What is being asked: Look at every line below and count those containing "rectangular". Answer with the number only.
##########
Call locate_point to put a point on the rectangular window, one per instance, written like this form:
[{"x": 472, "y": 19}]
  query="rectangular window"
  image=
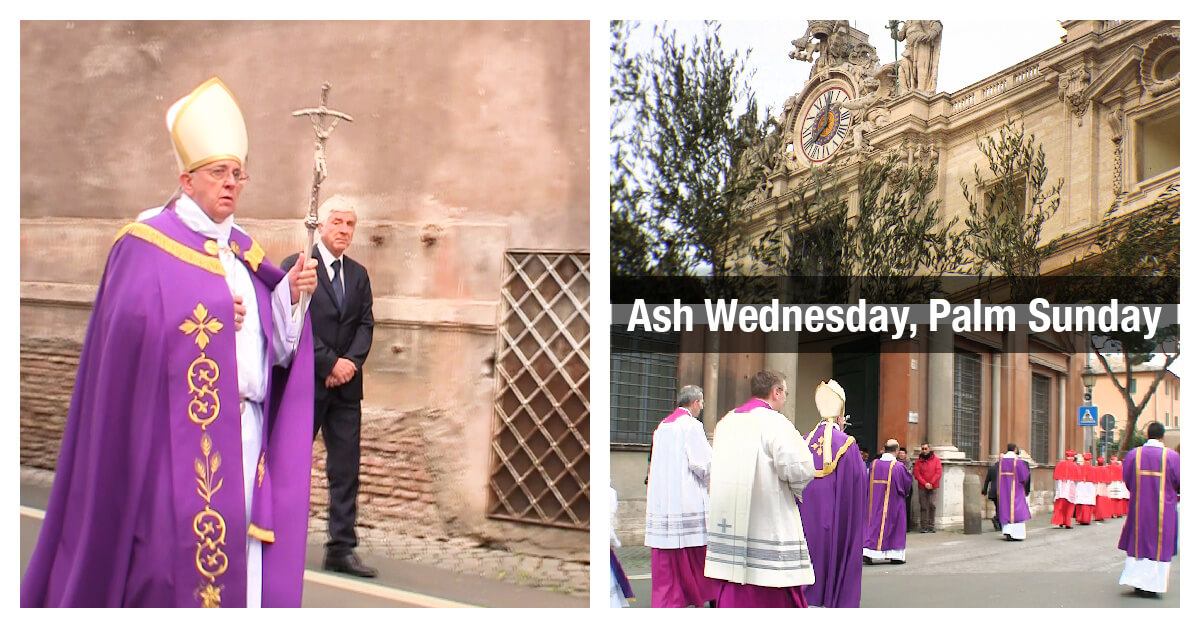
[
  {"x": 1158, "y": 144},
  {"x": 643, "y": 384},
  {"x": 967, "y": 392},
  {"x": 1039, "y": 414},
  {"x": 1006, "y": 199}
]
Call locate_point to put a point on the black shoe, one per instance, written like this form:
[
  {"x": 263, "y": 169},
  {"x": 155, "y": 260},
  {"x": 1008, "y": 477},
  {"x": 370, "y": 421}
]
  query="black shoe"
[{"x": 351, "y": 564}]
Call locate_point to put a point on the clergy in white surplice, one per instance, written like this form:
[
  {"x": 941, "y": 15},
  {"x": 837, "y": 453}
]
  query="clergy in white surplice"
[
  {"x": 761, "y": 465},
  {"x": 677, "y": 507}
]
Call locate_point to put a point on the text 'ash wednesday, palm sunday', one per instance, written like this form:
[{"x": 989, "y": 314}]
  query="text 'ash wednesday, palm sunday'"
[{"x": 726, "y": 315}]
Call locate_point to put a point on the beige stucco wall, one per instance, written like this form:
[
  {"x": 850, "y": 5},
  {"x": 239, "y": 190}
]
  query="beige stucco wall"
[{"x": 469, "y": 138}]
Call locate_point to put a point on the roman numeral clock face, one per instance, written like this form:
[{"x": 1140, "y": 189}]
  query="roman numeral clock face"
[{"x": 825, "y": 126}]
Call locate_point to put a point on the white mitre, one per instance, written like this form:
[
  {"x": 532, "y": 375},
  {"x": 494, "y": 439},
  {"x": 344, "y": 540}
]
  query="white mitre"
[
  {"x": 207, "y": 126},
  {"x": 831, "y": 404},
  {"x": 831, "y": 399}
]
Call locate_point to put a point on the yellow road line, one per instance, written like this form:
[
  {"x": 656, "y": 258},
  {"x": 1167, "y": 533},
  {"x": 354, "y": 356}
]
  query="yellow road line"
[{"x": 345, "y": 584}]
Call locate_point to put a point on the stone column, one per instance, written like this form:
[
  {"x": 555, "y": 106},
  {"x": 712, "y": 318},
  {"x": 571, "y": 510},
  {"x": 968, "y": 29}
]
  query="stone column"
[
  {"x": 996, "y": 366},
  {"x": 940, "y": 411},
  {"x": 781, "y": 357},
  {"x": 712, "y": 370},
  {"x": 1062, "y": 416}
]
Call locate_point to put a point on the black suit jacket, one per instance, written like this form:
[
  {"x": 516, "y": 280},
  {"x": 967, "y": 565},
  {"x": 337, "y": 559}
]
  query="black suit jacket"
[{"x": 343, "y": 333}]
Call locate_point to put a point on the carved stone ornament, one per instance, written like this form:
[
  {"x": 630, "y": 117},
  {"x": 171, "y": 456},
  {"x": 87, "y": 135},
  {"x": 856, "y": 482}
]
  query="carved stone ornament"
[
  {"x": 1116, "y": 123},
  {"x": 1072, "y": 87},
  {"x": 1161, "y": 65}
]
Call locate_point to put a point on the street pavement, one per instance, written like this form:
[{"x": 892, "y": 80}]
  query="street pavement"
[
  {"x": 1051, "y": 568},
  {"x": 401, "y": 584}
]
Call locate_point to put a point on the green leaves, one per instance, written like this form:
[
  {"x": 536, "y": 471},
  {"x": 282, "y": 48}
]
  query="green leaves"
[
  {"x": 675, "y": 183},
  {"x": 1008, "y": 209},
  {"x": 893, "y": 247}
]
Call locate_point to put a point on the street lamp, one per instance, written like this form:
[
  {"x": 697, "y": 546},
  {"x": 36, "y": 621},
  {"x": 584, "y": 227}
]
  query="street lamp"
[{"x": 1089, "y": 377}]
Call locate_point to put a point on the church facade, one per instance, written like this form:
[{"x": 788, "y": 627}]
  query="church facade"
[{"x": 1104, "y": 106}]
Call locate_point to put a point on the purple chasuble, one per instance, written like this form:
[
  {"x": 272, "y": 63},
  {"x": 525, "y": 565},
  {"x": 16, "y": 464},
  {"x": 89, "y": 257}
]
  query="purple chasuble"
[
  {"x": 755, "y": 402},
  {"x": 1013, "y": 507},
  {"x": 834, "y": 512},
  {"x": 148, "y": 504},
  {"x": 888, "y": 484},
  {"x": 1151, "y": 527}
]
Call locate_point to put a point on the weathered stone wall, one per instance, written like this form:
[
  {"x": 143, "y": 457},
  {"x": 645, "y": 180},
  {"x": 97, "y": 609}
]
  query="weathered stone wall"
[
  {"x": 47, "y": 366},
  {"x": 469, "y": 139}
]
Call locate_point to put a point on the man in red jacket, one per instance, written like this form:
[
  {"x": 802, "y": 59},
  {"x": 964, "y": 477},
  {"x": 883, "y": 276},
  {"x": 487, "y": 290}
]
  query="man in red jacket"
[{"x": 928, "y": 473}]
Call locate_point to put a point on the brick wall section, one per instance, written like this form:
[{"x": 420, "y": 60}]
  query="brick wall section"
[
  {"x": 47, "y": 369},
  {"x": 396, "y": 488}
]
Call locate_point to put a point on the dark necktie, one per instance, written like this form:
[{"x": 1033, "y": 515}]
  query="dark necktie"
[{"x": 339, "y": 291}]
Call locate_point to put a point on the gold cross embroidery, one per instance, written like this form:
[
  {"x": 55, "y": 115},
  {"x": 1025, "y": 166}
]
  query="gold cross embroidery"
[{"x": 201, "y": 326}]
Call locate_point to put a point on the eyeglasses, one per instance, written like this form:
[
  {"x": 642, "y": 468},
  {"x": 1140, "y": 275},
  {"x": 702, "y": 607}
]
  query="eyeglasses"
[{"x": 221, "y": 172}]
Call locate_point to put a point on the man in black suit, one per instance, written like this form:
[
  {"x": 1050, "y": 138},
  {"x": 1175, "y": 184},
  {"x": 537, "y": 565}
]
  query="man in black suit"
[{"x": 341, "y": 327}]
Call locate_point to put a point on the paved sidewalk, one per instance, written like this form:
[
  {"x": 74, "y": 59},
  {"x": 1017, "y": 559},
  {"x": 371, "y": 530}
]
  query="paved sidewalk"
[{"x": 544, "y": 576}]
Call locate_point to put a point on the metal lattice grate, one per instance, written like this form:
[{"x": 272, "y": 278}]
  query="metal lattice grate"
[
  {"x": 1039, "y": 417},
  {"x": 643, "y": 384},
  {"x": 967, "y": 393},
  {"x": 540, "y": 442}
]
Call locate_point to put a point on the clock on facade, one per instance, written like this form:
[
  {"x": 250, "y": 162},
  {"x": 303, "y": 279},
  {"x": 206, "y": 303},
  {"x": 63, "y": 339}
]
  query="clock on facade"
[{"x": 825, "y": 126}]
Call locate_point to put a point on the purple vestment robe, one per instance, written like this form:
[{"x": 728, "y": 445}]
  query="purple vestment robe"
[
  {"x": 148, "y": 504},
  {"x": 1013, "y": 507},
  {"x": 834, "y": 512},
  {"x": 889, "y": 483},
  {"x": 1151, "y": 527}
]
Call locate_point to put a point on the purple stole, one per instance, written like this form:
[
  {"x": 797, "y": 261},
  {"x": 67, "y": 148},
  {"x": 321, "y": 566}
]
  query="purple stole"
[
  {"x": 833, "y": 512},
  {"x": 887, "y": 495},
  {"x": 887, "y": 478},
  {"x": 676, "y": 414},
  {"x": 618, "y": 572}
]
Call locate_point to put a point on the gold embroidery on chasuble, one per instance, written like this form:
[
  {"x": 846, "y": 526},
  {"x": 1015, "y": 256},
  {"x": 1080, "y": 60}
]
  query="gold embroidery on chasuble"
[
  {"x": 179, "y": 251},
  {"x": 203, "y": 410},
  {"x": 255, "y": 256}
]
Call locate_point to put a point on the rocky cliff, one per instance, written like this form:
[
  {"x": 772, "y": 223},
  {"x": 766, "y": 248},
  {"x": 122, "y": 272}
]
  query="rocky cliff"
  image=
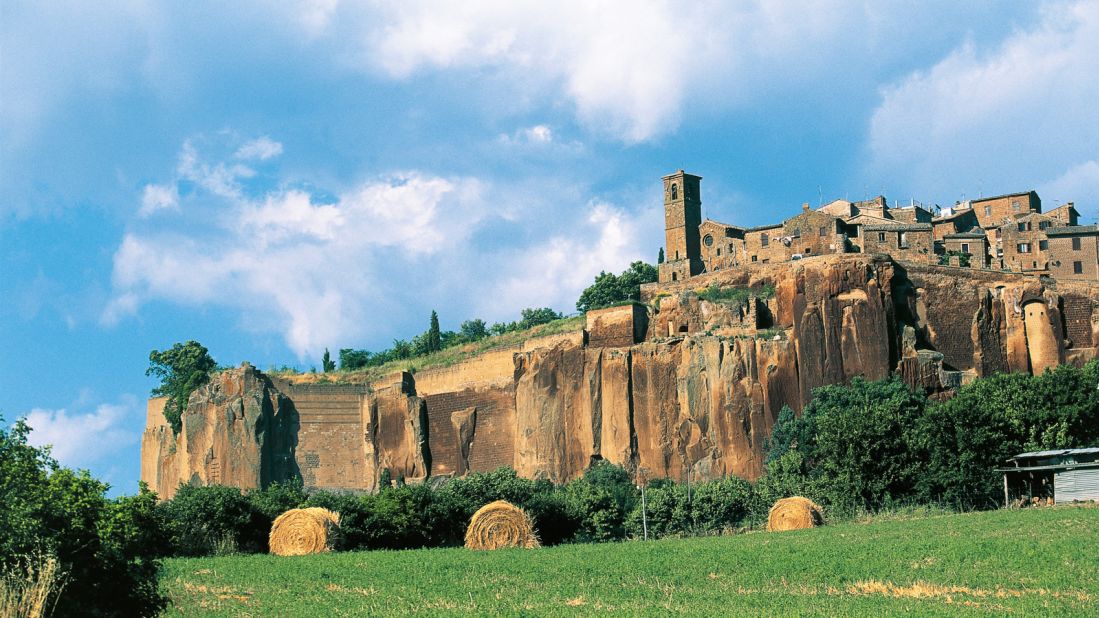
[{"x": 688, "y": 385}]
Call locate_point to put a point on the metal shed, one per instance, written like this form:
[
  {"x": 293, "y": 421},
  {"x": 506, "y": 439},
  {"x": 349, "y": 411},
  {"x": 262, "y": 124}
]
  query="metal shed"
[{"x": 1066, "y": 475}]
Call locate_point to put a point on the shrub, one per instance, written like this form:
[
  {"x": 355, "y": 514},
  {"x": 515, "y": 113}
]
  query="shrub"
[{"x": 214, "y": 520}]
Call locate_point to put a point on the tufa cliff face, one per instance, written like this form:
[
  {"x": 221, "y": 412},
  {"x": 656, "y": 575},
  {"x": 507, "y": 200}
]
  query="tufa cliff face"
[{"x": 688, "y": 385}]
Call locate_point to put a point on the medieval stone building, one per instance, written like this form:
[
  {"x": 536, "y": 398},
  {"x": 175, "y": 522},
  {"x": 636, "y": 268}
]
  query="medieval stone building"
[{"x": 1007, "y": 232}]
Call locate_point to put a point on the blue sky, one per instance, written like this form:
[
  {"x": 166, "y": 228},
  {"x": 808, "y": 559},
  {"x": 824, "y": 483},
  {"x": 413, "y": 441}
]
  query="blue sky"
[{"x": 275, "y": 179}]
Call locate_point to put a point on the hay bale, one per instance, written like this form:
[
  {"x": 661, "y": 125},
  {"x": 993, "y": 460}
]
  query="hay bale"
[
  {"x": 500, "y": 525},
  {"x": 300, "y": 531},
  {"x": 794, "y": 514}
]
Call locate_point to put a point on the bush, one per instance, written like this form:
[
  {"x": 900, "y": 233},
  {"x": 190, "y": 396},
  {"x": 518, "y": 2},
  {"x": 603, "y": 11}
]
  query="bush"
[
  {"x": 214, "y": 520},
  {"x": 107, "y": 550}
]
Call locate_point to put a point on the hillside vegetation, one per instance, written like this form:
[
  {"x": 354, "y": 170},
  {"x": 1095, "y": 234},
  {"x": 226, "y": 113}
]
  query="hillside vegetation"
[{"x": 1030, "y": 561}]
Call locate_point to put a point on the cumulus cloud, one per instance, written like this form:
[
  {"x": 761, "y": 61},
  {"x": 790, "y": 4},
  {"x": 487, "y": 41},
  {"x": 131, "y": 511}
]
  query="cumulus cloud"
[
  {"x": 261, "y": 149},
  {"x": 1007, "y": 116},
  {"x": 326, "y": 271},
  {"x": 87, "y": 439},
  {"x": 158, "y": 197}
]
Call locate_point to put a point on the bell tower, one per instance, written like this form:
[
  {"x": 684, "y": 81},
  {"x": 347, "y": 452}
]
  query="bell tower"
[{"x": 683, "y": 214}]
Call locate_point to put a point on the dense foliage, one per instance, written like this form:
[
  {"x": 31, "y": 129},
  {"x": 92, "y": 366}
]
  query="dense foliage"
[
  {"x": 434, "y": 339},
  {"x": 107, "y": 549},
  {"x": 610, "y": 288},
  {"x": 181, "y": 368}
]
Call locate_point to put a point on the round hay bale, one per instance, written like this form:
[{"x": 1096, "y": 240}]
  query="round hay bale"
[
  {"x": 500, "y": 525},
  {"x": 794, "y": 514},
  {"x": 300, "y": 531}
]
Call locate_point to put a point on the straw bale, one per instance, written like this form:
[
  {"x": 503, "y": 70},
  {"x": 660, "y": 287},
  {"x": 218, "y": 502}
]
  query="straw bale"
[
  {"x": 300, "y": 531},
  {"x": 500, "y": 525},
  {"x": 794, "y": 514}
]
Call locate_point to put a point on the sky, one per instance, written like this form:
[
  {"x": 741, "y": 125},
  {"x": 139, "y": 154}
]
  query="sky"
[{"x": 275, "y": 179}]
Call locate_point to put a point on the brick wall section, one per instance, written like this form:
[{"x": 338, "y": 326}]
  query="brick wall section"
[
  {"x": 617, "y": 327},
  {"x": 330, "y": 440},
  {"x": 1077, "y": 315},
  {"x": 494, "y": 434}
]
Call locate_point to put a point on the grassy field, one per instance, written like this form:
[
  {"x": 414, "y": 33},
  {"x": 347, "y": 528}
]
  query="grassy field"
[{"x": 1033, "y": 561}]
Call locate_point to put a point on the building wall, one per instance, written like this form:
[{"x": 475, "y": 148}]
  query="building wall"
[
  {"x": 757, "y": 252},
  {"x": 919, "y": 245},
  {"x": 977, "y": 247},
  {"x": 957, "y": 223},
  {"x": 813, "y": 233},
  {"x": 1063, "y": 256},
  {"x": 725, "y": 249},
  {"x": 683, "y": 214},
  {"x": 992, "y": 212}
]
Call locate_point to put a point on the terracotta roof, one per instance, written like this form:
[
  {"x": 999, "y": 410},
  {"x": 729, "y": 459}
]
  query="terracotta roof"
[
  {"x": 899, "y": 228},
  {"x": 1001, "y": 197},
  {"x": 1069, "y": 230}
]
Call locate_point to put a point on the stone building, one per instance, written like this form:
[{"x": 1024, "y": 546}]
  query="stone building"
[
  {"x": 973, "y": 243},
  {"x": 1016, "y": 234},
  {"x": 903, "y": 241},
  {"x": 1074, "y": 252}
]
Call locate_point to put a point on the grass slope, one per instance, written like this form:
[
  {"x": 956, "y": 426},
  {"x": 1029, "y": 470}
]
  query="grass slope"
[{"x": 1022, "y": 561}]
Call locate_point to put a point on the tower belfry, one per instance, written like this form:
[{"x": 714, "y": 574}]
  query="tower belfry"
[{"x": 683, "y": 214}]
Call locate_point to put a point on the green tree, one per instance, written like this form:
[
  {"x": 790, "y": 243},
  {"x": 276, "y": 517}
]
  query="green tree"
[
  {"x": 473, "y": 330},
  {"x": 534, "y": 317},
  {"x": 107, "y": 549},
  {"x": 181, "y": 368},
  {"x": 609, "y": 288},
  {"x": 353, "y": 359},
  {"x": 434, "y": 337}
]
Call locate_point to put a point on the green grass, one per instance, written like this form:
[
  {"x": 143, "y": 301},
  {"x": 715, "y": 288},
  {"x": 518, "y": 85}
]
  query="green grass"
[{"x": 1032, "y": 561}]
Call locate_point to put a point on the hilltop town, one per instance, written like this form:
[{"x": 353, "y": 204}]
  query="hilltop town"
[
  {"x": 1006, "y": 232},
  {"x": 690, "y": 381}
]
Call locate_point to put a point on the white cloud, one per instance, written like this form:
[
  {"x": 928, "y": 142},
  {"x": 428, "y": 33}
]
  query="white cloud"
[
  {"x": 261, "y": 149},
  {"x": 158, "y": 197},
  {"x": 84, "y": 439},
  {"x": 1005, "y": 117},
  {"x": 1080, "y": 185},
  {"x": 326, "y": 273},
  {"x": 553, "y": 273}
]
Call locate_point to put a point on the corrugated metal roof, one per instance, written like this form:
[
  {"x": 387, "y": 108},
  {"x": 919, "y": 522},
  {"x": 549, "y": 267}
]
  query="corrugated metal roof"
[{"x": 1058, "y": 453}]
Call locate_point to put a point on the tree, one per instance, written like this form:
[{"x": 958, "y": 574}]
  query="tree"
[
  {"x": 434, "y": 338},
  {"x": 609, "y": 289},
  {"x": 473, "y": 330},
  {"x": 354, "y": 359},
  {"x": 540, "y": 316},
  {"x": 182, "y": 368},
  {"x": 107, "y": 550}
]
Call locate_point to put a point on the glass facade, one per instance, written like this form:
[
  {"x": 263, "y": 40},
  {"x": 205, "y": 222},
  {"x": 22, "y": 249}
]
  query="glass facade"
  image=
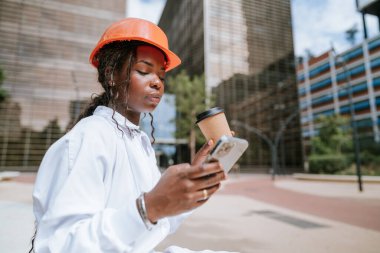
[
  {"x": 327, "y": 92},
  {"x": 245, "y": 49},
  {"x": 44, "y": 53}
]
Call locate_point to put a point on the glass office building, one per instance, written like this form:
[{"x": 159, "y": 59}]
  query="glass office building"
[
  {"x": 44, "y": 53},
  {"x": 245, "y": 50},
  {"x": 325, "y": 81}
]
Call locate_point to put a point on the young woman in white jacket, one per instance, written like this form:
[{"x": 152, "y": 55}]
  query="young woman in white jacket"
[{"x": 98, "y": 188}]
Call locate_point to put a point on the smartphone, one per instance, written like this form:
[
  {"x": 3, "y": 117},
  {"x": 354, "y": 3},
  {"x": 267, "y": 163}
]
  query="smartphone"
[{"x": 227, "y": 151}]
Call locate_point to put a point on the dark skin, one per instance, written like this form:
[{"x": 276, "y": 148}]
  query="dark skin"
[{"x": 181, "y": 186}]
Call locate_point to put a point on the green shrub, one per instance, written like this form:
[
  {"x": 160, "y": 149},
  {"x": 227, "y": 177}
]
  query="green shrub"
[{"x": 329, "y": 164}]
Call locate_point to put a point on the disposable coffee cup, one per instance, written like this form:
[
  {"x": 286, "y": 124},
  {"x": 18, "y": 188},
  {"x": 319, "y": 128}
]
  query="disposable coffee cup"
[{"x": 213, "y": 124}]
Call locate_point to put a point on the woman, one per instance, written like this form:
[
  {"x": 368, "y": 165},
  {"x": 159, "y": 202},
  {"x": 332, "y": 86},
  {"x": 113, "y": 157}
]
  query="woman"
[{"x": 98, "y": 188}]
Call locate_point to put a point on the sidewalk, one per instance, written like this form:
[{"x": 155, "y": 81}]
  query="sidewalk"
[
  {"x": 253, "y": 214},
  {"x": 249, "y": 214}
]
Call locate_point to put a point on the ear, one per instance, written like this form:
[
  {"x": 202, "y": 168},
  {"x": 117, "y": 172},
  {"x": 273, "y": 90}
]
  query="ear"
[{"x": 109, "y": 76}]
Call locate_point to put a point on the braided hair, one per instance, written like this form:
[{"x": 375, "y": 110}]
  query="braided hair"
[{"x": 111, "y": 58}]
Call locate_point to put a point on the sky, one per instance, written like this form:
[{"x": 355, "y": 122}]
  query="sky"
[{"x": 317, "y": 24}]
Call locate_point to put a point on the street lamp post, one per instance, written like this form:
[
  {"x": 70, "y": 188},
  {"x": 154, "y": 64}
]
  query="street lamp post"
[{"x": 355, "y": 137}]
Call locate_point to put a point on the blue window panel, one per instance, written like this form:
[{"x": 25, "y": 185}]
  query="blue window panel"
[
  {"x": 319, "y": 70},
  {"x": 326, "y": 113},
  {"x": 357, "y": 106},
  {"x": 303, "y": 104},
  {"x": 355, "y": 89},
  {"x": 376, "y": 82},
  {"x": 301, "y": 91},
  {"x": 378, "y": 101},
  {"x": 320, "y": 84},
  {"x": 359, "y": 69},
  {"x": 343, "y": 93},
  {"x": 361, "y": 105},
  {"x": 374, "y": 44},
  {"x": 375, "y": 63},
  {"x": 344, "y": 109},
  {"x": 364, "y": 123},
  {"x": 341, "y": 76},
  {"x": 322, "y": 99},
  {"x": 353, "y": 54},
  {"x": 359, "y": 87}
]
##########
Result for this exercise: 2